▶ **TEXTE CITÉ**
* * * * * * *
Le 1er août, à 5 heures du
matin, le 147ème Régiment d'Infanterie s'embarque à Sedan,
à destination de la région de Marville. Auguste LIEGEOIS est sergent
à la 6ème Compagnie du 2ème Bataillon de ce régiment.
Le 147ème R.I. fait partie de la 4ème Armée (Général
Langle de Carry), 2ème Corps d'Armée (Général Gérard),
4ème Division (Général Rabier), 7ème Brigade (comprenant
le 91ème R.I. et le 147ème R.I.) la 87ème Brigade (comprenant
les 9ème et 18ème Bataillons de Chasseurs à pieds et
le 120ème R.I.)
La division est placée en arrière de la Crusne, entre Montmédy
et Marville. L'objectif désigné est Florenville en Belgique. Sur
la position d'attente sont mis en place ou construits les moyens de défense,
principalement des abris, des emplacements de postes de mitrailleuses, etc. Ces
travaux sont dirigés par le Lieutenant Rigaux.
Le dimanche 2 août, à 17 heures
30, en raison de plusieurs violations de frontières, les troupes reçoivent
l'ordre formel de na pas franchir la frontière. C'est le premier jour de
la mobilisation.
Le 3 août, l'Allemagne déclare la guerre à la France. Les
Allemands entrent en Belgique le 4 et lui déclarent la guerre.
Le 10 août, le 147ème R.I.,
commandé par le Colonel Perreau, reçoit le baptême du feu
à Virton. Il a devant lui la 5ème Armée du Kronprinz Impérial.
Après quelques succès de flanc garde à Robertmont, Bellefontaine,
Houdrigny (21 août), Meix-lès-Virton, le régiment reçoit
l'ordre de faire retraite sur Montmédy et Stenay. Pour éviter l'encerclement,
le Général Joffre, commandant en chef, ordonne le repli vers la
Marne. Fort éprouvée sur la Semois, la 4ème Armée
s'est ressaisie et recule en bon ordre, tout en tenant tête à l'assaillant.
Les 25 et 26 août, après deux jours de retraite pénible, toute
la 4ème Armée s'installe derrière la Meuse, entre Mézières
et Stenay. Le 147ème R.I. était aux environs de Stenay. La
tâche est de tenir l'Argonne, position qui commande l'unique voie ferrée
permettant le ravitaillement de Verdun.
* * * * * * *
▶ **EXERCICE A**
Relevez dans la liste ci-dessous chaque ligne qui contient le mot « blue », en tenant compte des majuscules et des minuscules.
* * * * * * *
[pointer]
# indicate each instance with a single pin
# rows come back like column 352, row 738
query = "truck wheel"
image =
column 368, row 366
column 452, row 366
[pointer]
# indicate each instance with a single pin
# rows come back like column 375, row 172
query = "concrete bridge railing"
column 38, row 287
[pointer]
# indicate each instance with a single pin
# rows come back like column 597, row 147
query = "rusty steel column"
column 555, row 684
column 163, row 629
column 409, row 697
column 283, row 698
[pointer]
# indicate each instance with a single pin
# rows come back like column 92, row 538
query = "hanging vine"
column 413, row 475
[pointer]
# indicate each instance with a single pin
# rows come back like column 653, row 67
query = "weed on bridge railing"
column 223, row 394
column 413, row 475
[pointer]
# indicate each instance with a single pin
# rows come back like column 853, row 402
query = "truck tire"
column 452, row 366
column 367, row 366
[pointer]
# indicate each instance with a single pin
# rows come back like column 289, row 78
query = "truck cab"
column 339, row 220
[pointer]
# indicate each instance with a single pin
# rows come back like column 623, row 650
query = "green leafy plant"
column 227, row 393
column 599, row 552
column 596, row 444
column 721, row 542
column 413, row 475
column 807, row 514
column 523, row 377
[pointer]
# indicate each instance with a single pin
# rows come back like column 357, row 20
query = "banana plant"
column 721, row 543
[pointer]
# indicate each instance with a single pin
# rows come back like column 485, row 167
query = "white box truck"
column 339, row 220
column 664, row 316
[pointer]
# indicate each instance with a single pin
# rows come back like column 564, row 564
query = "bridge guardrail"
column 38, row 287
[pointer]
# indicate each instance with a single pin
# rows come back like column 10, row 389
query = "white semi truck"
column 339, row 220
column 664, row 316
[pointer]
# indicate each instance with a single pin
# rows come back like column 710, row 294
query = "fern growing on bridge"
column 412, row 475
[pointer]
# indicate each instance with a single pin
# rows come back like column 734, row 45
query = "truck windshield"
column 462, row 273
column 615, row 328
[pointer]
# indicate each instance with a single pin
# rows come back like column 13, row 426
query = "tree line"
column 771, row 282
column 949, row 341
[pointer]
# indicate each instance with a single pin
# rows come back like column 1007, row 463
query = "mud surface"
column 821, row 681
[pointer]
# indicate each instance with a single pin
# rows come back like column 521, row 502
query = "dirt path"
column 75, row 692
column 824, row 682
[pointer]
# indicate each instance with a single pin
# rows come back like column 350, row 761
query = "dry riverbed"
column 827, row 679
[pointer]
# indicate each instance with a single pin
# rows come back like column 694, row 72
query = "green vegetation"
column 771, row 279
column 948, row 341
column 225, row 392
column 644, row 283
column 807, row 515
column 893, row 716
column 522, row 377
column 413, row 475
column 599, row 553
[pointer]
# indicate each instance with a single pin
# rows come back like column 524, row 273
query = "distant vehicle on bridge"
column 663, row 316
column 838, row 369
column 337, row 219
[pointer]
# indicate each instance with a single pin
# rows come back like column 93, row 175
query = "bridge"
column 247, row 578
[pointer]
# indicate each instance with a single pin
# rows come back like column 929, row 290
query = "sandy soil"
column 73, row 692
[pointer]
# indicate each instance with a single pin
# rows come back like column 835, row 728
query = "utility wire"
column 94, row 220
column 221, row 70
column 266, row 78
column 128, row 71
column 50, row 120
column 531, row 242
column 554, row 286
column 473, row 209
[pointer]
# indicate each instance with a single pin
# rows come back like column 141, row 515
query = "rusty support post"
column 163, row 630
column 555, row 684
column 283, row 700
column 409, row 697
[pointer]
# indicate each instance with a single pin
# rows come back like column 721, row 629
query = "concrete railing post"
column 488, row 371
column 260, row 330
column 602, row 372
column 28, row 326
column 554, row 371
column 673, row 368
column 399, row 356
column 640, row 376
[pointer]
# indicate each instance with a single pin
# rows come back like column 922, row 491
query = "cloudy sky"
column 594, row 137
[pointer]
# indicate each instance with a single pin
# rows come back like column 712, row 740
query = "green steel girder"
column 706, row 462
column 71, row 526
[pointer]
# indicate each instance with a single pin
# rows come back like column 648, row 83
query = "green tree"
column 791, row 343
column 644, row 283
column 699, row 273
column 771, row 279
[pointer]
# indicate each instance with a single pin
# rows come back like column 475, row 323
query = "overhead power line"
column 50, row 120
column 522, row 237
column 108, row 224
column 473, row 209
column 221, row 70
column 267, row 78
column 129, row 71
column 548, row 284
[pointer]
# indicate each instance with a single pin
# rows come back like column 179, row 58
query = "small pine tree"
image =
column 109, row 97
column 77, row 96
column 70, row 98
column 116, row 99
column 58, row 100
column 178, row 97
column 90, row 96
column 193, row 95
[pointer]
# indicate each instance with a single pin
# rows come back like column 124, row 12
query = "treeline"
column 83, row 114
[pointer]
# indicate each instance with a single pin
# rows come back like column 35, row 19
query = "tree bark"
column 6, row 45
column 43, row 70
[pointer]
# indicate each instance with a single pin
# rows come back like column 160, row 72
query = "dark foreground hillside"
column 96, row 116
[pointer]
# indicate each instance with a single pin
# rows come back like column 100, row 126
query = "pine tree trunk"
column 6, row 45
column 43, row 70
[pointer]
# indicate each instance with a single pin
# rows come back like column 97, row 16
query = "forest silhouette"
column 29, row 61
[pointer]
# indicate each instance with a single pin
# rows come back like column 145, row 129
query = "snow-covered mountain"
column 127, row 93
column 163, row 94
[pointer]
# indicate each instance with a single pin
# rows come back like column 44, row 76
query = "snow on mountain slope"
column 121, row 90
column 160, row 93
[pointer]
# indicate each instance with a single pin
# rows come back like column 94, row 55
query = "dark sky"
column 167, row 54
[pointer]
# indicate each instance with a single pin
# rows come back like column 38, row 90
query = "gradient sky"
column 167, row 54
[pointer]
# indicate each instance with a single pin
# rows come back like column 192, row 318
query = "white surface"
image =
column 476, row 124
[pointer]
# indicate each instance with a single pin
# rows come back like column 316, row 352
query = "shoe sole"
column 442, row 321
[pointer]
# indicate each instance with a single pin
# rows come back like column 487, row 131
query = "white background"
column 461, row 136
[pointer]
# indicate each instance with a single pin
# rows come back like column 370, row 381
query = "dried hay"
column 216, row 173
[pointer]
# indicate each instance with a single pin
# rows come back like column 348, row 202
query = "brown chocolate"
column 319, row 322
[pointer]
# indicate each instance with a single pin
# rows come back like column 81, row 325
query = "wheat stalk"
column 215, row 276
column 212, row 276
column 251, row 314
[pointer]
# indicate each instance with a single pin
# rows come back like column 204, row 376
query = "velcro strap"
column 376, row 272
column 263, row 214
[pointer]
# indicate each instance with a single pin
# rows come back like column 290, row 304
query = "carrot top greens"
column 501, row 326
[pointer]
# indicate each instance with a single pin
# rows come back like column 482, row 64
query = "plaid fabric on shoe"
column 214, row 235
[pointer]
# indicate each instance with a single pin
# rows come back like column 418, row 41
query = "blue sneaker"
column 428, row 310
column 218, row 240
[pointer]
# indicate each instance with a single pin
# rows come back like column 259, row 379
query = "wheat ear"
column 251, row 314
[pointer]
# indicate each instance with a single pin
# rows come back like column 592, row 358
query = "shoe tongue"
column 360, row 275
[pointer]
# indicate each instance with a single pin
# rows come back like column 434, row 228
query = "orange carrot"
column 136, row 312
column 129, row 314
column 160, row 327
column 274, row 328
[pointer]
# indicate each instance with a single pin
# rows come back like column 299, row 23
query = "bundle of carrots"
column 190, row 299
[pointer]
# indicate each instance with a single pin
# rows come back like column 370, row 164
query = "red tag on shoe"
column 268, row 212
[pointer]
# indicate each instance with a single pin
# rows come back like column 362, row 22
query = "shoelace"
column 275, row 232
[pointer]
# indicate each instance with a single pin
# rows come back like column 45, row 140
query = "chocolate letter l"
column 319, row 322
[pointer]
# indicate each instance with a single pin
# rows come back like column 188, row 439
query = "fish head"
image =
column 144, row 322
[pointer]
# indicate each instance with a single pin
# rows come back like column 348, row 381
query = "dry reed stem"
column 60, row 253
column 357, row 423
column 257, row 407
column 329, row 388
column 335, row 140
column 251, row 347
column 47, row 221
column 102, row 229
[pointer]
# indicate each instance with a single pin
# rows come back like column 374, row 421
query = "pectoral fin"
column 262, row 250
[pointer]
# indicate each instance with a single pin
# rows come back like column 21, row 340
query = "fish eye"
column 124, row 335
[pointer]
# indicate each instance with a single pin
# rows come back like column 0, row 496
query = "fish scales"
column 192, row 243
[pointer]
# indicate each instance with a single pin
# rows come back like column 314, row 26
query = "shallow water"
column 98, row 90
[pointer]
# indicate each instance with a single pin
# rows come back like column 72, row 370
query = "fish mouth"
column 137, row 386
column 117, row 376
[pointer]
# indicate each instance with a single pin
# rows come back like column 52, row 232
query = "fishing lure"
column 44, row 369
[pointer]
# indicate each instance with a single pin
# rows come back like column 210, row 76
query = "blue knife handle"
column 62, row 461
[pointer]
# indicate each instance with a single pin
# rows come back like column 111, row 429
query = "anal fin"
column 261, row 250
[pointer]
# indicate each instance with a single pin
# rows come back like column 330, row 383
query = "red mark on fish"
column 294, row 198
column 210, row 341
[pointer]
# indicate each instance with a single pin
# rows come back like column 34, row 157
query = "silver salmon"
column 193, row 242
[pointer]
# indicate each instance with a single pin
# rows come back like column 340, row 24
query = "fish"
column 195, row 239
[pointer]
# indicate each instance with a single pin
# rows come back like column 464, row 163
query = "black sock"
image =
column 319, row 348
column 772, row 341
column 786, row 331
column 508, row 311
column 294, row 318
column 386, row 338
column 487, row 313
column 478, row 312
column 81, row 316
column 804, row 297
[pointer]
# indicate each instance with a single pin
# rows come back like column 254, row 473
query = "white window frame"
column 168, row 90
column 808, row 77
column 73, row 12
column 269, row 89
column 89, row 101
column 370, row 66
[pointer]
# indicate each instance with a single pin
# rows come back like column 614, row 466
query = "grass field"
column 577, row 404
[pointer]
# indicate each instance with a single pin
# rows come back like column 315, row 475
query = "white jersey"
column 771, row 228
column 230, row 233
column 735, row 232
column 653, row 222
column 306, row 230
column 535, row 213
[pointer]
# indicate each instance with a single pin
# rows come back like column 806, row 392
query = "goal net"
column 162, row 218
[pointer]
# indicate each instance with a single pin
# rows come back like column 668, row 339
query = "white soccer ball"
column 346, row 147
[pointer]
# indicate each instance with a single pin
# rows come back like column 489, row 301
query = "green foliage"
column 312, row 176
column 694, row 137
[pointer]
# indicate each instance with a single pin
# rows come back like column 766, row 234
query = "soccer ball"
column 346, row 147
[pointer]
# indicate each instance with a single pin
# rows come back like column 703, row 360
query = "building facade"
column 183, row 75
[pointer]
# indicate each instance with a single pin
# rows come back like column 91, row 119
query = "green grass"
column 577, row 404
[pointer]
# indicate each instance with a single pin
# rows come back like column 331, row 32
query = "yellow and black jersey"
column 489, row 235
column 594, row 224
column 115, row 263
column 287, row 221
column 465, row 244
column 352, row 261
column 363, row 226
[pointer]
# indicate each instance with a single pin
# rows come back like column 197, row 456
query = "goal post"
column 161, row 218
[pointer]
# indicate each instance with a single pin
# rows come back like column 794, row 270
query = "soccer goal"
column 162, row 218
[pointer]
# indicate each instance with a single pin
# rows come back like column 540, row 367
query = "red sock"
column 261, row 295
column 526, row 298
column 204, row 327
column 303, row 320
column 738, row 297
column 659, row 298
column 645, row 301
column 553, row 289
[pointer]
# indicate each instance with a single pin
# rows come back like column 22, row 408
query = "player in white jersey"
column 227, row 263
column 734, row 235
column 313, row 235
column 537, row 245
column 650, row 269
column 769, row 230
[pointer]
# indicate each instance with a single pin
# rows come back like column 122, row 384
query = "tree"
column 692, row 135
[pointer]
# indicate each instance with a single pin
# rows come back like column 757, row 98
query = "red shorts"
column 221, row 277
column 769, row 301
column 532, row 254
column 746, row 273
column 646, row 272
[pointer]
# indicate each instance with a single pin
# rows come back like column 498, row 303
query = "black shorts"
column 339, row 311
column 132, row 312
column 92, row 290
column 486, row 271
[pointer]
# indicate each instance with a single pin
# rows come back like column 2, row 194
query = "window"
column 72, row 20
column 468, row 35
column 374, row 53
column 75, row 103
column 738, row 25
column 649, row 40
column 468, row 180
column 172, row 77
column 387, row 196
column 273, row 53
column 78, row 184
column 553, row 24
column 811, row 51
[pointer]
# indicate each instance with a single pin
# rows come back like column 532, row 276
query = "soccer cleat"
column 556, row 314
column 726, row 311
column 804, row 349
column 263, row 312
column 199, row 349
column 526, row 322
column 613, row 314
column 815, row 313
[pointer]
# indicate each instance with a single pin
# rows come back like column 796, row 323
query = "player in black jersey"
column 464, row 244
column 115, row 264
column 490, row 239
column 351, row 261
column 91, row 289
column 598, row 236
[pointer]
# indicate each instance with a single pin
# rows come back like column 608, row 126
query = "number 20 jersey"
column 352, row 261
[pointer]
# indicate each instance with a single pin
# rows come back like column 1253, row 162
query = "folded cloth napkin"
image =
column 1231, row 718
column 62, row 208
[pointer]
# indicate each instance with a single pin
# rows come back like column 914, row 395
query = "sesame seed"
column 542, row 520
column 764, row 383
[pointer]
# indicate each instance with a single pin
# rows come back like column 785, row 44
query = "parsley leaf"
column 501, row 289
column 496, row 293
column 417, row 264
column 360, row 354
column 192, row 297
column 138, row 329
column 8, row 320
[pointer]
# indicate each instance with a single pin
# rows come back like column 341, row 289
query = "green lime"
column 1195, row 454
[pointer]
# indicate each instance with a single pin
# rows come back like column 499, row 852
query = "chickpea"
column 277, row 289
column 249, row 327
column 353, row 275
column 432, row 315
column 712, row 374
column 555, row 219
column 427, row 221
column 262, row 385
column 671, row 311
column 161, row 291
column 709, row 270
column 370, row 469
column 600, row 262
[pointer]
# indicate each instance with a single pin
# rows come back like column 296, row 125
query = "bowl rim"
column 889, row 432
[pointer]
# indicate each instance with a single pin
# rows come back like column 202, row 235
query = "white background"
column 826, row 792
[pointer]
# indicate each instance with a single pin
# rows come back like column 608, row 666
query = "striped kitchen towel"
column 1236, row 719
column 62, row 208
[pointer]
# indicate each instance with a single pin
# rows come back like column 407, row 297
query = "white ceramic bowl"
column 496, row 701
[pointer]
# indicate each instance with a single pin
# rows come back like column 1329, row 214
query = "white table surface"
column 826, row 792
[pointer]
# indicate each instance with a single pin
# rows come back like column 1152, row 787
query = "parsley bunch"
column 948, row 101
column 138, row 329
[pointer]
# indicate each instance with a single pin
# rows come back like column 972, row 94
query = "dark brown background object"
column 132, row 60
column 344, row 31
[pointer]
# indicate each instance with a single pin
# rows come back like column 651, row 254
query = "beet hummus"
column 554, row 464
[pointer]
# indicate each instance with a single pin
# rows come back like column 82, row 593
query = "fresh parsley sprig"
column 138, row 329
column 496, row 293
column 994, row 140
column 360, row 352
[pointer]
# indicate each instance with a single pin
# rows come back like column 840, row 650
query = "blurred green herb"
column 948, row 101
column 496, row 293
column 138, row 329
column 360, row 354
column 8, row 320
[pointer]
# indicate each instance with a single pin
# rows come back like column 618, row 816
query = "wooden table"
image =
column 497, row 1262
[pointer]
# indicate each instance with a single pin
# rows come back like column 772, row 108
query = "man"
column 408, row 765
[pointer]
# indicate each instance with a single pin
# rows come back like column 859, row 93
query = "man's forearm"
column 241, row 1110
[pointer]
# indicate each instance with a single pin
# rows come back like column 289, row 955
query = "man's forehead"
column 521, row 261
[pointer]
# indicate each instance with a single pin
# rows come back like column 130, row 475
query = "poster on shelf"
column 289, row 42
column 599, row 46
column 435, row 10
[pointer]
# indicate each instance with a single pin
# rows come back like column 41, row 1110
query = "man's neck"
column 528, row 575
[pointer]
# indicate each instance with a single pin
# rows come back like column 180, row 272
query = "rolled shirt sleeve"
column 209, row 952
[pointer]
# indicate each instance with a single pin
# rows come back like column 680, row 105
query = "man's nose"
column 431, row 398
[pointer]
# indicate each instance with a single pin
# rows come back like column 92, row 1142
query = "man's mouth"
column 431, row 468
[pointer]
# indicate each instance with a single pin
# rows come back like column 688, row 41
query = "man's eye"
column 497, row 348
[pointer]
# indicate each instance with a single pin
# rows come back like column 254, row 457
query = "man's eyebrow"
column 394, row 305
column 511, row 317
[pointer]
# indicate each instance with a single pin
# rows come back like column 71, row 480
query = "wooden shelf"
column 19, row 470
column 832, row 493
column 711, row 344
* * * * * * *
▶ **EXERCICE B**
Répondez à ces questions d'après le texte cité :
(i) À quelle heure le 147ème R.I. s'embarque-t-il à Sedan le 1er août ?
(ii) Quel colonel commande le 147ème R.I. lors de son baptême du feu à Virton ?
(iii) Près de quelle ville se trouve le 147ème R.I. quand la 4ème Armée s'installe derrière la Meuse ?

▶ **RÉPONSE ATTENDUE A**
query = "blue sneaker"
query = "blue knife handle"

▶ **RÉPONSE ATTENDUE B**
(i) À 5 heures du matin.
(ii) Le Colonel Perreau.
(iii) Stenay.